Your objective -> Could you quote, exactly as they stand, the lines running from the one with "Could you mark the earlobe" to the final line of the material?

───── Records provided ─────

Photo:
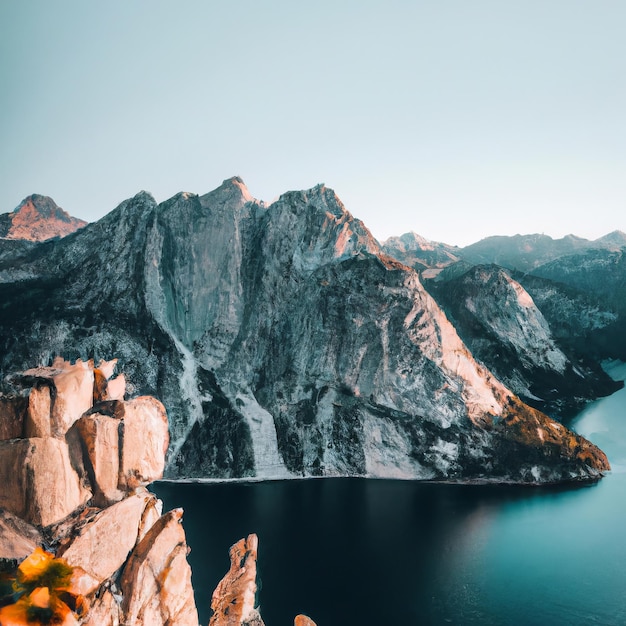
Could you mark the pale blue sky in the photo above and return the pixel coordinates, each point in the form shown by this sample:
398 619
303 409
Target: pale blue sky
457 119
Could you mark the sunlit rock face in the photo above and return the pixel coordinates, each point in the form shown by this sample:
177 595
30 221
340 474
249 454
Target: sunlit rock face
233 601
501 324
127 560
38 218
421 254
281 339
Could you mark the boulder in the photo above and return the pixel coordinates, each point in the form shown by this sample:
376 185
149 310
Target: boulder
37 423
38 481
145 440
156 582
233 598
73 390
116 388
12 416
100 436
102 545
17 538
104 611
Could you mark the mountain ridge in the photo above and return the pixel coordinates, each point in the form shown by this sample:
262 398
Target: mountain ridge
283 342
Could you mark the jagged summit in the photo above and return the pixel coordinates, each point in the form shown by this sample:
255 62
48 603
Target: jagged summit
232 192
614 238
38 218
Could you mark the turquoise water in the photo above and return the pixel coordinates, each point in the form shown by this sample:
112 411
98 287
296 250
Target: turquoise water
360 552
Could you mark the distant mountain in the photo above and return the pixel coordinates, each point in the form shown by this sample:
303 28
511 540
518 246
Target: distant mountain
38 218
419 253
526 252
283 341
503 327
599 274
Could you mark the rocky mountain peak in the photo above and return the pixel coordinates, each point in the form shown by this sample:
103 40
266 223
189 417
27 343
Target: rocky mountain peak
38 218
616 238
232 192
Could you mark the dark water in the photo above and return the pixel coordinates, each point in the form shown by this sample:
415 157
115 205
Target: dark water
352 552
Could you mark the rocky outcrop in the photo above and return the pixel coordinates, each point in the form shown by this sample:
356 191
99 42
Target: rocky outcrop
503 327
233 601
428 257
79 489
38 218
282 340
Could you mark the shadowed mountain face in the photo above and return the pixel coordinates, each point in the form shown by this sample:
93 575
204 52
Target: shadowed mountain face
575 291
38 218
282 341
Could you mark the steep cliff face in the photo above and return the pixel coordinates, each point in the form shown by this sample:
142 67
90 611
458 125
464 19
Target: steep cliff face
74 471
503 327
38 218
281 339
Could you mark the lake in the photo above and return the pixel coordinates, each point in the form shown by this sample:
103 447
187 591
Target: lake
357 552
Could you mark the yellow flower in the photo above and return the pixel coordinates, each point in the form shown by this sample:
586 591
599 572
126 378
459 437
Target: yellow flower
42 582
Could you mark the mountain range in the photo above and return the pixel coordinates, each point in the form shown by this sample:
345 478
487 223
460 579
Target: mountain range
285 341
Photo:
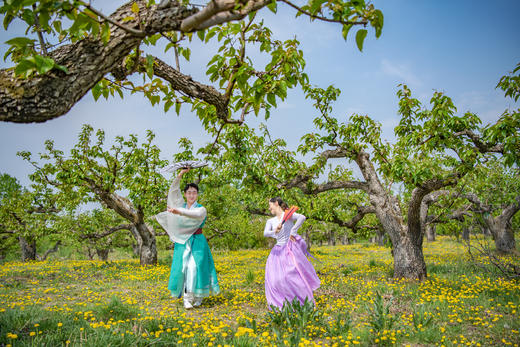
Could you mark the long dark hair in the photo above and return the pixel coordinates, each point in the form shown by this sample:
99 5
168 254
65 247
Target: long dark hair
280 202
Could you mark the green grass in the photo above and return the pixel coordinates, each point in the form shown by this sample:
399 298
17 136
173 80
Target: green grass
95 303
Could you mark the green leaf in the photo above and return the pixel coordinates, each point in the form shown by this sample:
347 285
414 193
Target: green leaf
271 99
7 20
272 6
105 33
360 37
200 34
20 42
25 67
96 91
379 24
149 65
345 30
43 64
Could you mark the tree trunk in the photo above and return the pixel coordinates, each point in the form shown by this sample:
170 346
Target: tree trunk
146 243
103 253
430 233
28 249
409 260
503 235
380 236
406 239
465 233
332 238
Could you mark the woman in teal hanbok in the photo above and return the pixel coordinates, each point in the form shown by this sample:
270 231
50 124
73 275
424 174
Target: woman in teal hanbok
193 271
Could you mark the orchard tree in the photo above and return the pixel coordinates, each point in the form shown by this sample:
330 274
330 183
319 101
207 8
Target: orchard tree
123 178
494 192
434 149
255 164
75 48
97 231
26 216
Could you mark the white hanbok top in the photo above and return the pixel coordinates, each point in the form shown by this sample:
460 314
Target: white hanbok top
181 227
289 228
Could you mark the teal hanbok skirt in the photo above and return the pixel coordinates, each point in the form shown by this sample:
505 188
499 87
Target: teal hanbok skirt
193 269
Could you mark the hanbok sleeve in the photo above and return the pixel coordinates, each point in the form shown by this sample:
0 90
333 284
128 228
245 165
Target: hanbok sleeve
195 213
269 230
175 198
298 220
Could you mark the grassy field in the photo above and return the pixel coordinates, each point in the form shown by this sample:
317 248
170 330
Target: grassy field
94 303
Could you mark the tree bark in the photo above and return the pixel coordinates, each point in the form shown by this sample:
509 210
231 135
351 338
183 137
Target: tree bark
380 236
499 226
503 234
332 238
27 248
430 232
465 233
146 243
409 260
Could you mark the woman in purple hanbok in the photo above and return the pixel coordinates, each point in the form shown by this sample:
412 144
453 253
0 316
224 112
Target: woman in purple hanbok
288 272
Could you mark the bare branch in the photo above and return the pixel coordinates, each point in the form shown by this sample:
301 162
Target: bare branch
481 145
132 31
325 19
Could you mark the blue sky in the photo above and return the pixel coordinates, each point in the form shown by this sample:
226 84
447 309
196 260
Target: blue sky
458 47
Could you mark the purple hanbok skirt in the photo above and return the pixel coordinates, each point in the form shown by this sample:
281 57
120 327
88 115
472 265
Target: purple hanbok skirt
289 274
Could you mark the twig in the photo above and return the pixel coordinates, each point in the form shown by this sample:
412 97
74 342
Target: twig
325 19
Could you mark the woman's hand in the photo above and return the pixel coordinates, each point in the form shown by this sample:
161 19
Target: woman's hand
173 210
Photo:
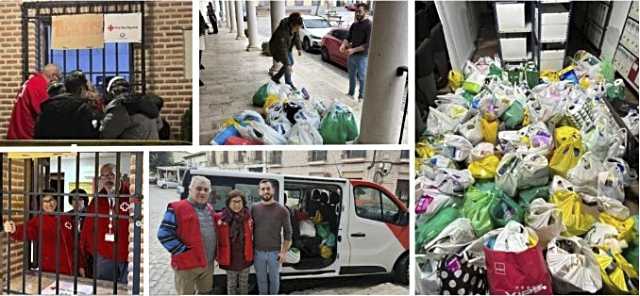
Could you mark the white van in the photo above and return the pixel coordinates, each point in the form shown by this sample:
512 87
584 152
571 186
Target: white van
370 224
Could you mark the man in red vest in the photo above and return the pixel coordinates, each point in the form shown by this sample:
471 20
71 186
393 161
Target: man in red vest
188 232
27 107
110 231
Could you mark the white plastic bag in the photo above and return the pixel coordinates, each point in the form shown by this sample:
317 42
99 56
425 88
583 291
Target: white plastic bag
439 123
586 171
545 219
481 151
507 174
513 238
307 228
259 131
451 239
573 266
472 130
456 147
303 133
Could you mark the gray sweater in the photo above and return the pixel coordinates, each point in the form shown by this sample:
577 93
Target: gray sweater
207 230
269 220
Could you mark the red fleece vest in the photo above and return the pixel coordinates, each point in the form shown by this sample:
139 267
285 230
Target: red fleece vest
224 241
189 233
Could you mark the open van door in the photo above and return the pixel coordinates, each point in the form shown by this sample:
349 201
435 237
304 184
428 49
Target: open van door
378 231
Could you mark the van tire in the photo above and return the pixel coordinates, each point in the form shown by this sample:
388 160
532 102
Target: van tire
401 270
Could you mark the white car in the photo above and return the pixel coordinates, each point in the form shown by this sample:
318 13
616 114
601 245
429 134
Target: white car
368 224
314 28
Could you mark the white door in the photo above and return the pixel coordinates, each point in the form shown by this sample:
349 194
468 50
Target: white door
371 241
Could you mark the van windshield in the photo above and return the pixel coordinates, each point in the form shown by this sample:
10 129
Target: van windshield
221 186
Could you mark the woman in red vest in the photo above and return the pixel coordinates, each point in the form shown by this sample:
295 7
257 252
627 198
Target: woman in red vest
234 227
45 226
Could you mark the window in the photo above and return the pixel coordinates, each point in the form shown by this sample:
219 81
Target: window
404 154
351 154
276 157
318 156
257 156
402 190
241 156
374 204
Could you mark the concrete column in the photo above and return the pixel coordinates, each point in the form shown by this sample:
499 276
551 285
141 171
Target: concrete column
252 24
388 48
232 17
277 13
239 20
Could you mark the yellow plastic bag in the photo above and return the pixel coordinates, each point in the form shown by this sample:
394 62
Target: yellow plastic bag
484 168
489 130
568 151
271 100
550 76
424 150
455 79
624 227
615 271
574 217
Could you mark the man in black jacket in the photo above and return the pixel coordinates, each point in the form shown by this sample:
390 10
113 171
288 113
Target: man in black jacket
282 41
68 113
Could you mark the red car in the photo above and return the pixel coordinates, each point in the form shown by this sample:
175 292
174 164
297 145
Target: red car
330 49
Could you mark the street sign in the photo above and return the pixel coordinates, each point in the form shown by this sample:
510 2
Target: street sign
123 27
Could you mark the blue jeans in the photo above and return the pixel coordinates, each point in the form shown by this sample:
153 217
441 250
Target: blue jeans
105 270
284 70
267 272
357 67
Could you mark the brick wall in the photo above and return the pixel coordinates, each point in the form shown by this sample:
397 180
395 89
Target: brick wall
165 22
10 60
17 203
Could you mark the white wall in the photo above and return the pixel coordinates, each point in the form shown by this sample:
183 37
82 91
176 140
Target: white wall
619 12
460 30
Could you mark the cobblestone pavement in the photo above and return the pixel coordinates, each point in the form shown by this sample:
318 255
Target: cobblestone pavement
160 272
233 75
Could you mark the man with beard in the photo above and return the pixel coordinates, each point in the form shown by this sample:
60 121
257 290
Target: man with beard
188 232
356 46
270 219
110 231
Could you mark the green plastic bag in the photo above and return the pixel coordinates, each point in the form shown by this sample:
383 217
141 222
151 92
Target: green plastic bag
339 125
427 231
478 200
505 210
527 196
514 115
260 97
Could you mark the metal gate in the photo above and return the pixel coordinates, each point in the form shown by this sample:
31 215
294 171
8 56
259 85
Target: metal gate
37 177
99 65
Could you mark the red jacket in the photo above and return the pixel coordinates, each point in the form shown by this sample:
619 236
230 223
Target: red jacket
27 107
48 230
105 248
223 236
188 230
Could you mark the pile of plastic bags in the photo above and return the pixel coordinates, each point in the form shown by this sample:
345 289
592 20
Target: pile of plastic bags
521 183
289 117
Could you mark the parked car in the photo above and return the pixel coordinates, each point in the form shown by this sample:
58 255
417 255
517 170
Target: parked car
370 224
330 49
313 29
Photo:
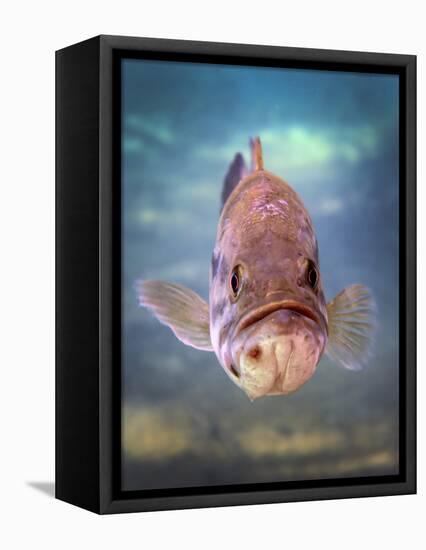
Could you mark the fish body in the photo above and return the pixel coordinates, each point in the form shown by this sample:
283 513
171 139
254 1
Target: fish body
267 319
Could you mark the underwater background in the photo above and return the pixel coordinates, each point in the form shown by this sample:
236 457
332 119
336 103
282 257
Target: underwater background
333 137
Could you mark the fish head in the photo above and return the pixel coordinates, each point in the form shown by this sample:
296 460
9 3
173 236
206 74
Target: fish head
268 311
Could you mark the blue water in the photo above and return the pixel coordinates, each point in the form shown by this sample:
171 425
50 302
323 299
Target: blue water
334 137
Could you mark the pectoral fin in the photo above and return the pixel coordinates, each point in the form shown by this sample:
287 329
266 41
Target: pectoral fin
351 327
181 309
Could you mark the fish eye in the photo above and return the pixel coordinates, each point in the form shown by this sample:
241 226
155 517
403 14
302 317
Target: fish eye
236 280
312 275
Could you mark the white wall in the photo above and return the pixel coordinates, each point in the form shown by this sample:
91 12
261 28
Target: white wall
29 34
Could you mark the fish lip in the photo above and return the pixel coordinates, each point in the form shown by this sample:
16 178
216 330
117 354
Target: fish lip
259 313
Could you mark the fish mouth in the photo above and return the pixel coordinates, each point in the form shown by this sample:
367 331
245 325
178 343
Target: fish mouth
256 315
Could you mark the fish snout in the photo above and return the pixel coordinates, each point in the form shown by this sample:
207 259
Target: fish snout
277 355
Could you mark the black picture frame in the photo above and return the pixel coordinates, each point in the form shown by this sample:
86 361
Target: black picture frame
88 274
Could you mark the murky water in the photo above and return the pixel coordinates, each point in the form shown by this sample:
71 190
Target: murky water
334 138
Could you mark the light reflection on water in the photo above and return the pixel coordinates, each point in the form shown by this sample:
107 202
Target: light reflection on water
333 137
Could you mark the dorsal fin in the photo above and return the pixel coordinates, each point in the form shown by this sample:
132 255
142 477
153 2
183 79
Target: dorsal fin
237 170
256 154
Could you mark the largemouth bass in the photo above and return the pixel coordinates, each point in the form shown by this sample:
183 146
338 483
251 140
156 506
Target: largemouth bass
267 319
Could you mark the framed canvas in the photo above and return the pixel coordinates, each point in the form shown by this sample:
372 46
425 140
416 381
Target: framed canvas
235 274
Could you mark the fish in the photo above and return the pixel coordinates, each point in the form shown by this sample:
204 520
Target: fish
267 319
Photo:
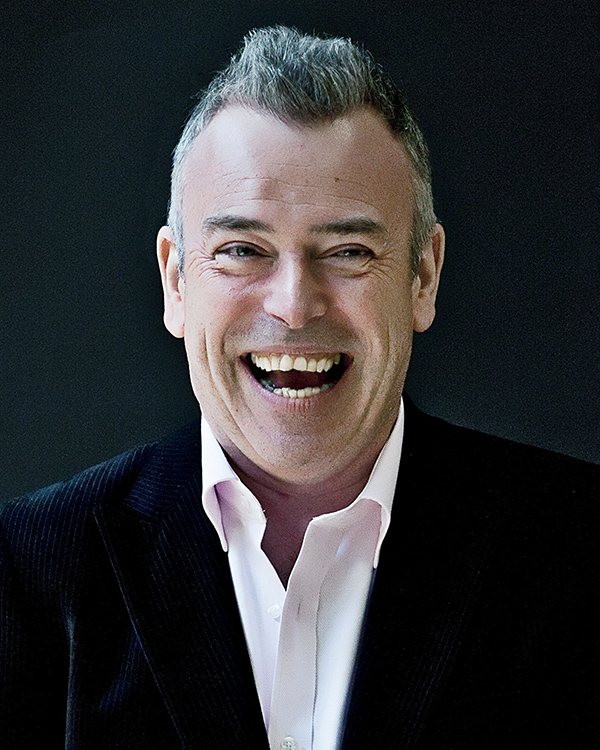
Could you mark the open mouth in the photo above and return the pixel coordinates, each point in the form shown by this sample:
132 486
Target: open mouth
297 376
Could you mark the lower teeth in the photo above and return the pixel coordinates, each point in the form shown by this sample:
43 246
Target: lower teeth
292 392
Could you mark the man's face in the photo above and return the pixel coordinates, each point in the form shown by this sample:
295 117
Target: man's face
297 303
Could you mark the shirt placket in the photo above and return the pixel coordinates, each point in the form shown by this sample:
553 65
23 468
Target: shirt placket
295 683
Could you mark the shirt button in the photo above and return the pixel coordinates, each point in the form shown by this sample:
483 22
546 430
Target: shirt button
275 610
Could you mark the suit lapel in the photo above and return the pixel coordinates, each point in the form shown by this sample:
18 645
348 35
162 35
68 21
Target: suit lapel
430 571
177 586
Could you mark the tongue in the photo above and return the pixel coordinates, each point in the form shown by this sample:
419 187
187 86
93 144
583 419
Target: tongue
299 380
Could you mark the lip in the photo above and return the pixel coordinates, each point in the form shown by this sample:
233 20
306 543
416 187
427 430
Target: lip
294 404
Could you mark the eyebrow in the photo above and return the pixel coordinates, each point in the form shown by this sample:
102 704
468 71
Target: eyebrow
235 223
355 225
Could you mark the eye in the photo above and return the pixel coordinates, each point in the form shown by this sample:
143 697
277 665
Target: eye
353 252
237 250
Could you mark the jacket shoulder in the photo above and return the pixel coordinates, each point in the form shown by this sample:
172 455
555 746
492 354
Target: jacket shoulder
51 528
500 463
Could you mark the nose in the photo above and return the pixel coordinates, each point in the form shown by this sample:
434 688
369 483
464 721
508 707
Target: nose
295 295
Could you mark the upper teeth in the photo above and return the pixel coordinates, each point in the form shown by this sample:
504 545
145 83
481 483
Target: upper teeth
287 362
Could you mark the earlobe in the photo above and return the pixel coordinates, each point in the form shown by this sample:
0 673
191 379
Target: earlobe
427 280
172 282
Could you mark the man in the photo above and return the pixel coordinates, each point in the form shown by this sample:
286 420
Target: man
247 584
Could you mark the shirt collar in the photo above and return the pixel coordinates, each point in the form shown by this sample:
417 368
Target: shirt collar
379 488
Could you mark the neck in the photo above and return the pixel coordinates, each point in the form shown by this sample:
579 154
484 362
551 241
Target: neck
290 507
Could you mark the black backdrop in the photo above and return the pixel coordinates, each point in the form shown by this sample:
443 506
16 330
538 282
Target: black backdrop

─────

Written answer ->
Could you mark the earlobe in the photo above and return the pixel coordinates, each point in the form shown by this sample:
0 673
191 379
Target: earlobe
427 280
172 282
Could you mark the man in the photo above and return the pixel coordinates, each point in the form shown by this sample:
286 420
Target: man
247 584
Could you mark the shirt collar in the photo above and return the pixel coordinates, each point in the form shown by this sample:
417 368
Target: shirt collar
379 488
Could you mark the neck in the photo above and return the pixel coordinates, each point in the form shown by this sample:
579 154
484 362
551 241
Target: neck
290 507
Could you mark the black backdrop in the photo above and return the pixel coordinates, each point in the form shown by this sample:
443 506
16 330
538 282
Target: black backdrop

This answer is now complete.